#### Texto para análise ####

A questão social subjacente à precarização do mundo do trabalho já atinge os países centrais do capitalismo financeiro. Haja vista os protestos dos “coletes amarelos” que seguem incendiando a França. A pauta social das reivindicações neste país, como aqui, converge para a defesa de vários direitos sociais que viam sendo solapados pela onda neoliberal.
O psicanalista Christophe Dejours, há duas décadas, já identificava o sofrimento causado à classe trabalhadora com o implemento das políticas econômicas neoliberais:
“O sofrimento aumenta porque os que trabalham vão perdendo gradualmente a esperança de que a condição que hoje lhes é dada possa amanhã melhorar. Os que trabalham vão cada vez mais se convencendo de que seus esforços, sua dedicação, sua boa vontade, seus “sacrifícios” pela empresa só acabam por agravar a situação. Quando mais dão de si, mais são “produtivos”, e quanto mais procedem mal para com seus companheiros de trabalho, mais eles os ameaçam, em razão mesmo de seus esforços e de seu sucesso. Assim, entre as pessoas, comuns, a relação para com o trabalho vai-se dissociando paulatinamente da promessa de felicidade e segurança compartilhadas: para si mesmo, primeiramente, mas também para os colegas, os amigos e os próprios filhos.” (Christophe Dejours. A Banalização da Injustiça Social. Editora Fundação Getúlio Vargas, 7ª edição, 2007).

#### Entradas listadas ####

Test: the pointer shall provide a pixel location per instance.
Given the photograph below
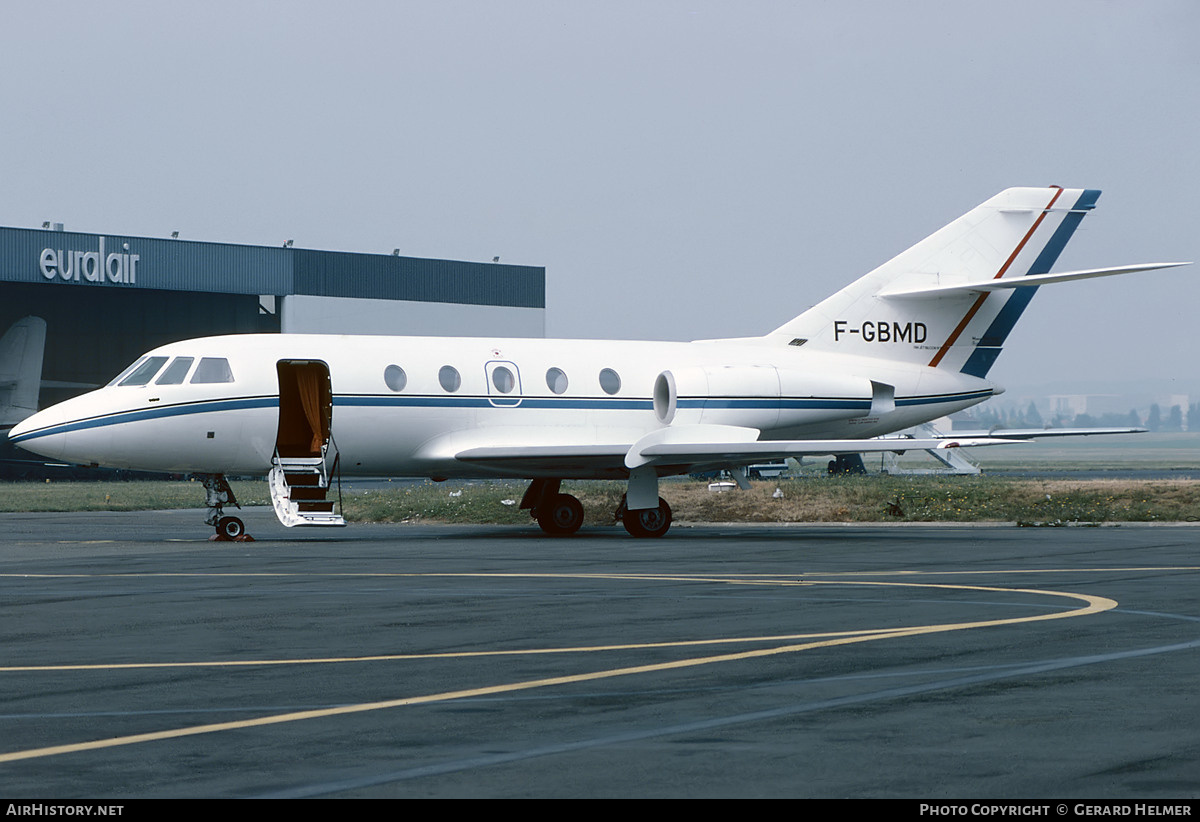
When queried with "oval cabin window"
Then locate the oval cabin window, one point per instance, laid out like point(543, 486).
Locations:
point(556, 381)
point(610, 381)
point(395, 377)
point(503, 379)
point(449, 378)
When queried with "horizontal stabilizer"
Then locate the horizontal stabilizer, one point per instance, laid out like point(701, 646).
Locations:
point(1037, 433)
point(1029, 281)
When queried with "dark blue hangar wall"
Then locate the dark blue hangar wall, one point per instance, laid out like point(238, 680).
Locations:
point(106, 299)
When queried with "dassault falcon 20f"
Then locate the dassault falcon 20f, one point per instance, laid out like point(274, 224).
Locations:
point(906, 343)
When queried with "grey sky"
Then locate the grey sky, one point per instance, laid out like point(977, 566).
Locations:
point(682, 169)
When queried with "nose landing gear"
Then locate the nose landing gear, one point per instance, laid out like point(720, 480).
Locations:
point(217, 495)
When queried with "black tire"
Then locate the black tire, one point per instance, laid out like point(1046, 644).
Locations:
point(563, 517)
point(651, 522)
point(231, 528)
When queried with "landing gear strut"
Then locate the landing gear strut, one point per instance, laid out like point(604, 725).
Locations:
point(217, 495)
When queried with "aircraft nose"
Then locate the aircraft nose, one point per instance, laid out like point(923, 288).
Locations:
point(36, 433)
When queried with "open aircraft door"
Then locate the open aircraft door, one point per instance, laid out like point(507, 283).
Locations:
point(305, 455)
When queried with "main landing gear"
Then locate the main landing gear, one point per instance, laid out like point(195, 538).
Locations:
point(648, 522)
point(561, 514)
point(217, 495)
point(557, 514)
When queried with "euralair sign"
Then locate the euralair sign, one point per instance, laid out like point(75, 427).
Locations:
point(96, 265)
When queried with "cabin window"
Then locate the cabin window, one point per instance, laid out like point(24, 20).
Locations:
point(503, 379)
point(213, 370)
point(177, 371)
point(144, 372)
point(395, 377)
point(556, 381)
point(610, 381)
point(449, 378)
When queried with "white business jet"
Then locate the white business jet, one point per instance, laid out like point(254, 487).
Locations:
point(910, 342)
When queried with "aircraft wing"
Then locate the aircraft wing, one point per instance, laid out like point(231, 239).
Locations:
point(699, 447)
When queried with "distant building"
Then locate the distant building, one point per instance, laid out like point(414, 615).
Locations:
point(108, 298)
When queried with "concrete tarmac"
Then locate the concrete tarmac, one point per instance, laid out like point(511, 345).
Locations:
point(931, 663)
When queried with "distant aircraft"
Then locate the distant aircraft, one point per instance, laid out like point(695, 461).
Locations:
point(909, 342)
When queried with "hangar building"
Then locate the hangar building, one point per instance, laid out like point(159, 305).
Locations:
point(107, 298)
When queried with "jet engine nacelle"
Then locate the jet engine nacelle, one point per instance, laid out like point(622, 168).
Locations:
point(762, 396)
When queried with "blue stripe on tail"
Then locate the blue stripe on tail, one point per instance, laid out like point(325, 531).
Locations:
point(993, 340)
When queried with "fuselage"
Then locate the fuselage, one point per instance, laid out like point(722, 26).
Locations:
point(406, 406)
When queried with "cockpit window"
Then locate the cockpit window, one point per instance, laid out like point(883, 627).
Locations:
point(144, 372)
point(175, 371)
point(118, 378)
point(213, 370)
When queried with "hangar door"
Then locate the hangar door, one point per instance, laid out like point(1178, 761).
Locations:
point(306, 408)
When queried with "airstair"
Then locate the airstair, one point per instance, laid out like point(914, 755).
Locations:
point(300, 490)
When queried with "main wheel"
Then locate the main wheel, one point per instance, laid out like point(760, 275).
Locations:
point(562, 517)
point(231, 528)
point(648, 522)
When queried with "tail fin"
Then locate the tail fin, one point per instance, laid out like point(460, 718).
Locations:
point(21, 369)
point(1018, 232)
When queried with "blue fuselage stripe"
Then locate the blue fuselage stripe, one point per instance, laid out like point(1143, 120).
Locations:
point(478, 402)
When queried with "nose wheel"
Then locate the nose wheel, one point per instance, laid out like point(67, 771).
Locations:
point(217, 495)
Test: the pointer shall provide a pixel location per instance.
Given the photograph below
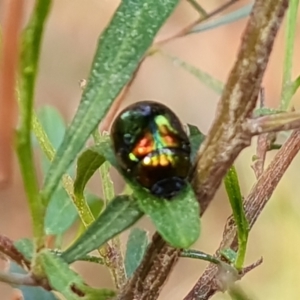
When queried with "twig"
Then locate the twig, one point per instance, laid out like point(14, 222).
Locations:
point(8, 103)
point(273, 123)
point(187, 29)
point(260, 194)
point(224, 142)
point(8, 248)
point(263, 144)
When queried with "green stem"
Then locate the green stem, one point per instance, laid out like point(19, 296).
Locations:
point(236, 201)
point(189, 253)
point(115, 263)
point(198, 8)
point(291, 26)
point(31, 44)
point(81, 205)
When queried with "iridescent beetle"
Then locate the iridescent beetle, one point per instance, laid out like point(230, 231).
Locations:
point(152, 146)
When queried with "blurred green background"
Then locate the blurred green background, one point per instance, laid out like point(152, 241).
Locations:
point(68, 48)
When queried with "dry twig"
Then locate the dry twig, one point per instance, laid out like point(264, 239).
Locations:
point(261, 192)
point(224, 142)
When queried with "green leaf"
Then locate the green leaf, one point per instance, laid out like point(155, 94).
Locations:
point(207, 79)
point(26, 247)
point(196, 254)
point(234, 16)
point(87, 164)
point(236, 201)
point(66, 281)
point(288, 87)
point(229, 255)
point(136, 247)
point(196, 139)
point(29, 292)
point(120, 50)
point(264, 111)
point(236, 293)
point(120, 213)
point(53, 124)
point(29, 59)
point(96, 204)
point(61, 213)
point(177, 220)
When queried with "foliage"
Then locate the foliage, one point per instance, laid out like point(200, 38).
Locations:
point(64, 199)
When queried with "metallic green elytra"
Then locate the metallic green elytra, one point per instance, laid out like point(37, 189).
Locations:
point(152, 146)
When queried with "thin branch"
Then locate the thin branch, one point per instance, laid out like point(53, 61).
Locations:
point(8, 248)
point(227, 137)
point(260, 194)
point(263, 145)
point(224, 142)
point(273, 123)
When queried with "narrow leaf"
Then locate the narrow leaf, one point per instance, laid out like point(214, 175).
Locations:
point(29, 292)
point(196, 139)
point(61, 213)
point(207, 79)
point(236, 201)
point(177, 220)
point(121, 213)
point(121, 48)
point(26, 247)
point(87, 164)
point(66, 281)
point(136, 246)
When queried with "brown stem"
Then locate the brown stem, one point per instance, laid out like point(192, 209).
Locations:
point(186, 30)
point(224, 142)
point(260, 194)
point(8, 248)
point(272, 123)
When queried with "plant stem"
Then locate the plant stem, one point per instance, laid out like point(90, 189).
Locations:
point(30, 51)
point(199, 255)
point(236, 201)
point(291, 26)
point(202, 12)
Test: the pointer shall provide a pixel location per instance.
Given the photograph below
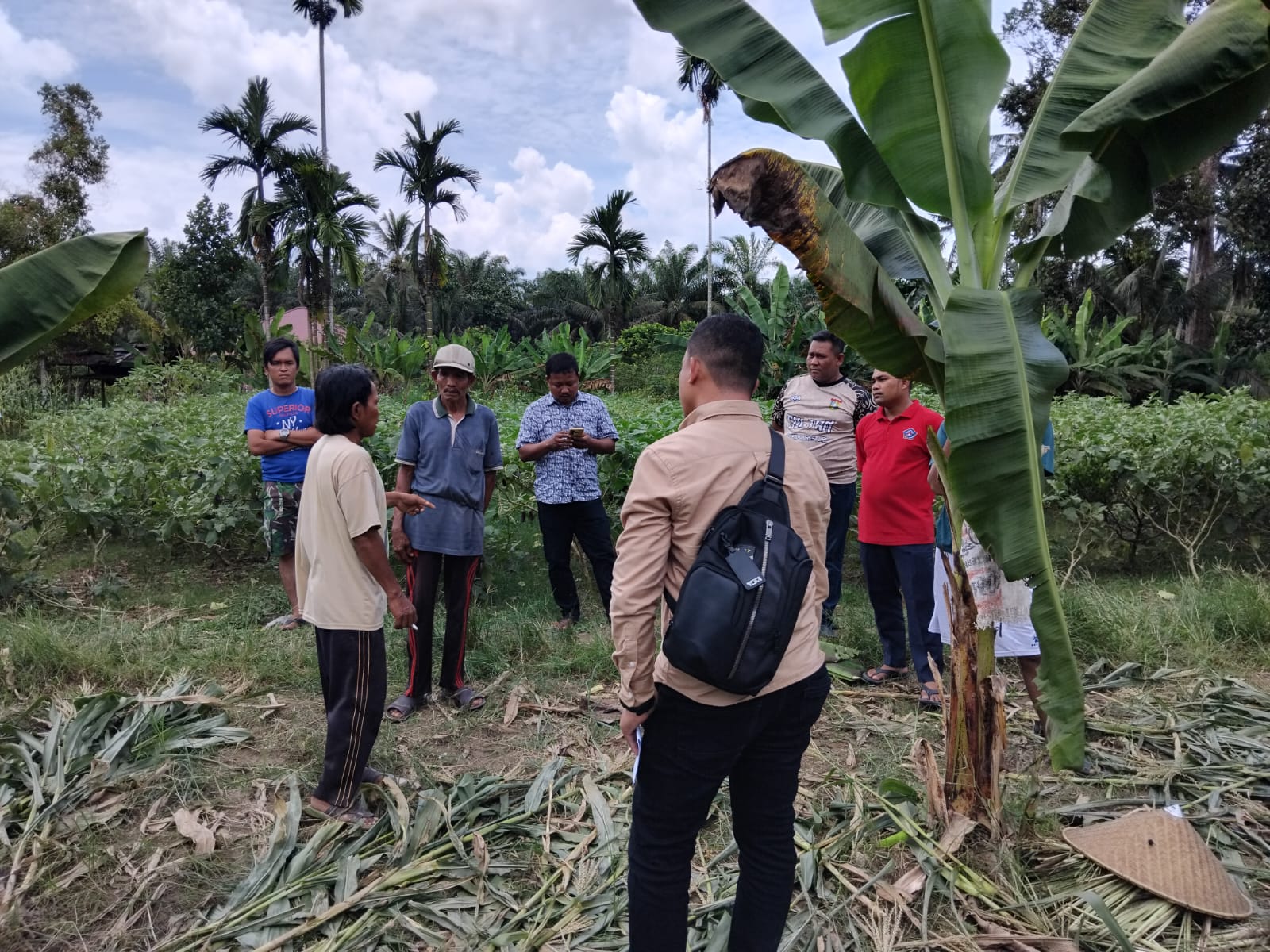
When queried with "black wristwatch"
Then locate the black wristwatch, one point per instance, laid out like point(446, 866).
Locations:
point(645, 708)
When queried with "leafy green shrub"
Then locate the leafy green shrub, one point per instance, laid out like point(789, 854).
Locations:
point(175, 381)
point(1189, 480)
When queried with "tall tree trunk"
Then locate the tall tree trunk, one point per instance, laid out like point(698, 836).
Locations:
point(328, 294)
point(264, 254)
point(429, 329)
point(709, 216)
point(1199, 328)
point(321, 86)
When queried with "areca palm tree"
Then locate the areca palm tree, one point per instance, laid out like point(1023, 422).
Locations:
point(321, 14)
point(257, 131)
point(610, 281)
point(394, 276)
point(427, 177)
point(315, 207)
point(698, 76)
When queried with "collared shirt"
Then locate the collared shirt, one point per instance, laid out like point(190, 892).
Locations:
point(823, 418)
point(565, 475)
point(343, 499)
point(450, 461)
point(895, 501)
point(679, 486)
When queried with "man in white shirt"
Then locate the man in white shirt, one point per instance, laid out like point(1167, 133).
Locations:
point(821, 410)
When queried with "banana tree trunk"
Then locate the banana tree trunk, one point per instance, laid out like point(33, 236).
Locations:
point(975, 708)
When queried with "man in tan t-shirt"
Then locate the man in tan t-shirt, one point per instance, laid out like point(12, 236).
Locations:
point(821, 409)
point(696, 735)
point(344, 583)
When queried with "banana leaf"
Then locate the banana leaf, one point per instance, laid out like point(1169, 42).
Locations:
point(1001, 378)
point(778, 86)
point(1193, 99)
point(54, 290)
point(861, 302)
point(1096, 63)
point(925, 79)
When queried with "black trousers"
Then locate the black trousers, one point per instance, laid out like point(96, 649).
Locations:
point(560, 524)
point(689, 749)
point(353, 681)
point(423, 575)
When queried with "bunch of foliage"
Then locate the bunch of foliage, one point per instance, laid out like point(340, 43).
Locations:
point(1185, 482)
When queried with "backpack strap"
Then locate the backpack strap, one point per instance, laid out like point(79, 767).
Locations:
point(772, 489)
point(774, 482)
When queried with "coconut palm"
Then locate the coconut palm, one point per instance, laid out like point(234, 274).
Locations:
point(425, 178)
point(673, 289)
point(610, 281)
point(256, 131)
point(698, 76)
point(745, 259)
point(394, 281)
point(315, 209)
point(321, 14)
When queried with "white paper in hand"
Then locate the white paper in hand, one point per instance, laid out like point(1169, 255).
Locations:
point(639, 748)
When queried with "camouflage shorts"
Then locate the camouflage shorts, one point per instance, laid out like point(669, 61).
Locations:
point(281, 512)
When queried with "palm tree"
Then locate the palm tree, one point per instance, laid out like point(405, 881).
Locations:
point(610, 282)
point(425, 178)
point(314, 207)
point(698, 76)
point(394, 277)
point(745, 259)
point(321, 14)
point(673, 287)
point(257, 131)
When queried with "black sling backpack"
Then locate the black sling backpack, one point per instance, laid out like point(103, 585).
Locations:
point(742, 597)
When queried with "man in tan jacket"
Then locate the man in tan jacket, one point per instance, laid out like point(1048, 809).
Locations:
point(695, 735)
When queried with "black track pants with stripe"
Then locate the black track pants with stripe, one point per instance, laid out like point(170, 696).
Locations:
point(423, 575)
point(353, 682)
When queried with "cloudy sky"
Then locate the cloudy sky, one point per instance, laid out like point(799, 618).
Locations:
point(562, 102)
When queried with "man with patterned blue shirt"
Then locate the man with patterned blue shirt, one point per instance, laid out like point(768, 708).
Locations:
point(563, 433)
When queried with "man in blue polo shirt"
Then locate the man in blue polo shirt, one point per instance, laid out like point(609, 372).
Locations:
point(563, 433)
point(279, 429)
point(450, 455)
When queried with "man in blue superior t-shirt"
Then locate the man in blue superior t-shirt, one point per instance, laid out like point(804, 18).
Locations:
point(279, 429)
point(450, 456)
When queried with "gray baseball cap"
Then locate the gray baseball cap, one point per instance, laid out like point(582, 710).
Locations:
point(455, 355)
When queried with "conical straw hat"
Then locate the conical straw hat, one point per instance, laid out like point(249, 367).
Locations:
point(1162, 854)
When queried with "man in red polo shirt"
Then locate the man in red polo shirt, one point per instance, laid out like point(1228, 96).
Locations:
point(897, 531)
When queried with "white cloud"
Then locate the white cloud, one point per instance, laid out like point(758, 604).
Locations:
point(530, 219)
point(213, 50)
point(29, 61)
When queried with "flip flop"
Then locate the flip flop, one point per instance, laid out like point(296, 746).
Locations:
point(883, 673)
point(406, 708)
point(355, 814)
point(465, 698)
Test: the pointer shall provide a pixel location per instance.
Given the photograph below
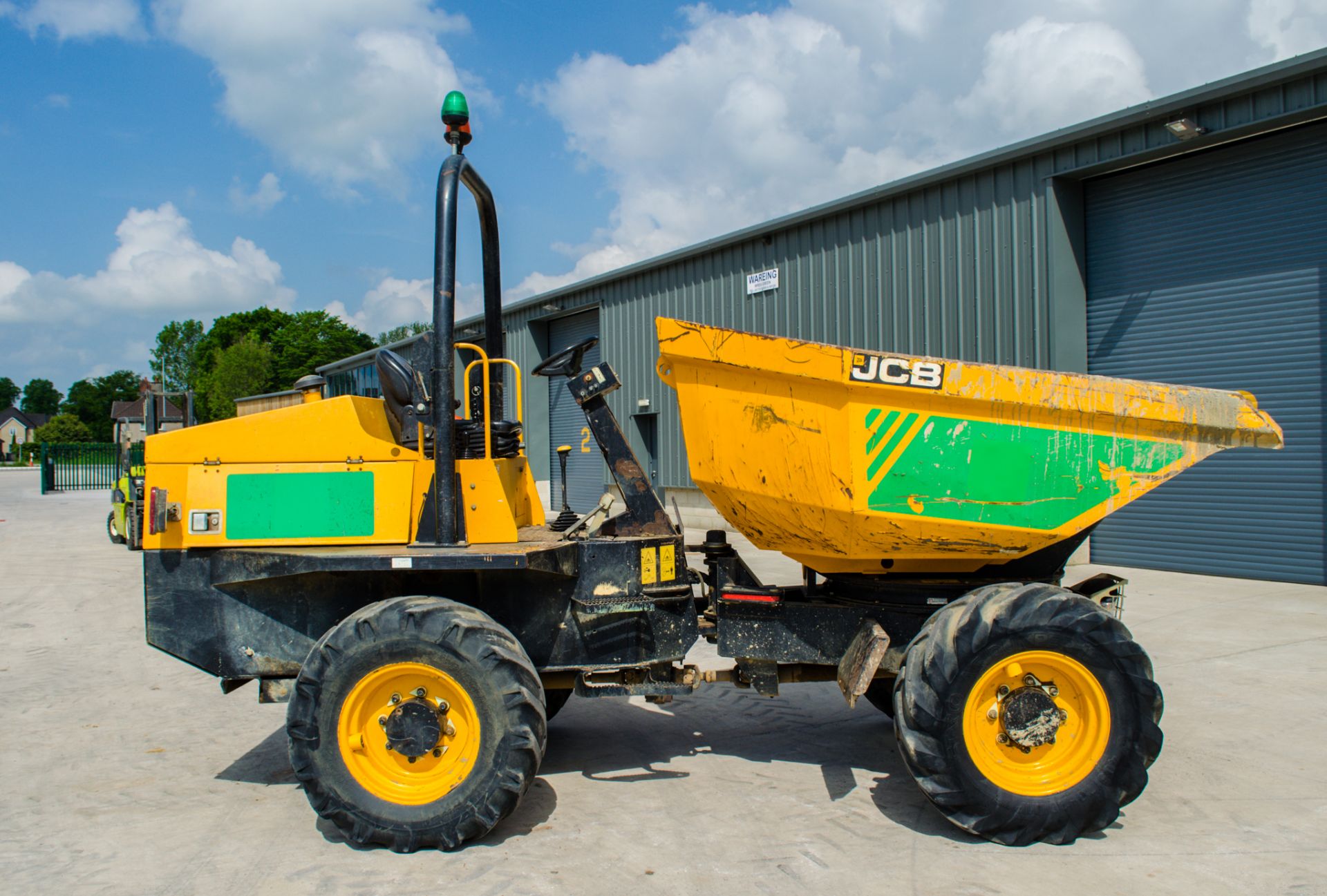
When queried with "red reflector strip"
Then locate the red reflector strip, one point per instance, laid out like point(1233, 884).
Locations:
point(753, 598)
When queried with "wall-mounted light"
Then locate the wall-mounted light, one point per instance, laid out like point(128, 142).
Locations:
point(1185, 129)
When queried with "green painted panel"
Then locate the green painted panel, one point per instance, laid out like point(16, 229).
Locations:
point(1010, 475)
point(299, 505)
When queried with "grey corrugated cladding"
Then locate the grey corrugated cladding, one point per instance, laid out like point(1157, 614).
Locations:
point(970, 260)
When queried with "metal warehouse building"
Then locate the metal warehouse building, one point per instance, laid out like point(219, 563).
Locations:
point(1183, 240)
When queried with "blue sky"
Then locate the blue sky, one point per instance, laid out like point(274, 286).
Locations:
point(189, 158)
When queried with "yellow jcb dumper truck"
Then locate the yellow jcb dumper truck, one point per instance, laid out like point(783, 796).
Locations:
point(386, 568)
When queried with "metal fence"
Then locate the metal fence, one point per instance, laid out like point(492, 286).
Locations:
point(84, 466)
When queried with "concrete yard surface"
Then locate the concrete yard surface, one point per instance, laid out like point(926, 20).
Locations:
point(122, 770)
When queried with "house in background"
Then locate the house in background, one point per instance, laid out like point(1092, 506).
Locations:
point(17, 428)
point(129, 417)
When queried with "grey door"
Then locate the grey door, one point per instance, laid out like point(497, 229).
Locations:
point(1210, 271)
point(567, 423)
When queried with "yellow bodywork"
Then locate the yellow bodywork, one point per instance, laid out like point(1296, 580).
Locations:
point(324, 472)
point(855, 461)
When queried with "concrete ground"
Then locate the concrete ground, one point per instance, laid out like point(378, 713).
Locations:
point(125, 772)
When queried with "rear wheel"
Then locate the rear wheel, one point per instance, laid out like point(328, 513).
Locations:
point(1028, 714)
point(116, 538)
point(415, 723)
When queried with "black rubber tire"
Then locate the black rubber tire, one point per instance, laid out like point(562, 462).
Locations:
point(966, 638)
point(116, 538)
point(555, 699)
point(474, 650)
point(134, 524)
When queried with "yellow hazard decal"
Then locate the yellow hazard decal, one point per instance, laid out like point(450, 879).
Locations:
point(666, 566)
point(649, 566)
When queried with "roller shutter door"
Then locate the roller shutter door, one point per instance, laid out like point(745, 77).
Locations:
point(567, 422)
point(1210, 271)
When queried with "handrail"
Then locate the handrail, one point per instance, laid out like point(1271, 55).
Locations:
point(464, 385)
point(464, 382)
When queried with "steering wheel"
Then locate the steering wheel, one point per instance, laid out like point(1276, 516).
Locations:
point(565, 362)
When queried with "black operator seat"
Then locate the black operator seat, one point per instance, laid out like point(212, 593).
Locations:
point(396, 378)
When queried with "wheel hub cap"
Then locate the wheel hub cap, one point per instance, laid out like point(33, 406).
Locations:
point(1030, 717)
point(413, 728)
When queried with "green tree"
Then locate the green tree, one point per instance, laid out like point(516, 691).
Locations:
point(311, 340)
point(64, 427)
point(91, 401)
point(40, 397)
point(176, 358)
point(398, 333)
point(10, 392)
point(242, 369)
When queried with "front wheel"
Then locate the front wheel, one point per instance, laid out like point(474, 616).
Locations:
point(1028, 714)
point(415, 723)
point(116, 538)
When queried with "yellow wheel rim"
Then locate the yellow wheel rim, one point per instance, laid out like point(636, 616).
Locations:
point(1079, 741)
point(364, 741)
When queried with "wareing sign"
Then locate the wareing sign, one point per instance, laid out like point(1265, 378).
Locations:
point(763, 281)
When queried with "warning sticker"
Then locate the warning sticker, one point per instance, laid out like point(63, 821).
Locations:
point(668, 565)
point(649, 566)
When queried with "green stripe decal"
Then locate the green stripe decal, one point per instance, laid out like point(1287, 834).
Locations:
point(880, 434)
point(299, 505)
point(890, 446)
point(1010, 475)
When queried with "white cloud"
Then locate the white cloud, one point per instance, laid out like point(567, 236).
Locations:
point(396, 301)
point(1047, 75)
point(79, 19)
point(158, 267)
point(1289, 27)
point(340, 89)
point(749, 117)
point(263, 199)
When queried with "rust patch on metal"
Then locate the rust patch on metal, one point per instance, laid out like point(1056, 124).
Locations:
point(763, 417)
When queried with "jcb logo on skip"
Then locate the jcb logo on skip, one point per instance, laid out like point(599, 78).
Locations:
point(897, 372)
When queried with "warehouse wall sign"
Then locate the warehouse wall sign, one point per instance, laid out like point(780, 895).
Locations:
point(763, 281)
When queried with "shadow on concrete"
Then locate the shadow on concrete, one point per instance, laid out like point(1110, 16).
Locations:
point(265, 764)
point(614, 741)
point(535, 808)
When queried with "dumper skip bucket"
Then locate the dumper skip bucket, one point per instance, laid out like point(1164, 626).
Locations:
point(860, 461)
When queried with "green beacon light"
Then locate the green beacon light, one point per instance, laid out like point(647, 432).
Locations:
point(455, 115)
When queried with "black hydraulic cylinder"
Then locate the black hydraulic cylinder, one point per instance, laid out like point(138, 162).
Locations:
point(646, 515)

####

Como fica o texto sobre a precarização do trabalho, em tudo desde "A questão social" até "pela onda neoliberal.", ao trocar "França" por "Alemanha"? As entradas listadas não são necessárias aqui.

A questão social subjacente à precarização do mundo do trabalho já atinge os países centrais do capitalismo financeiro. Haja vista os protestos dos “coletes amarelos” que seguem incendiando a Alemanha. A pauta social das reivindicações neste país, como aqui, converge para a defesa de vários direitos sociais que viam sendo solapados pela onda neoliberal.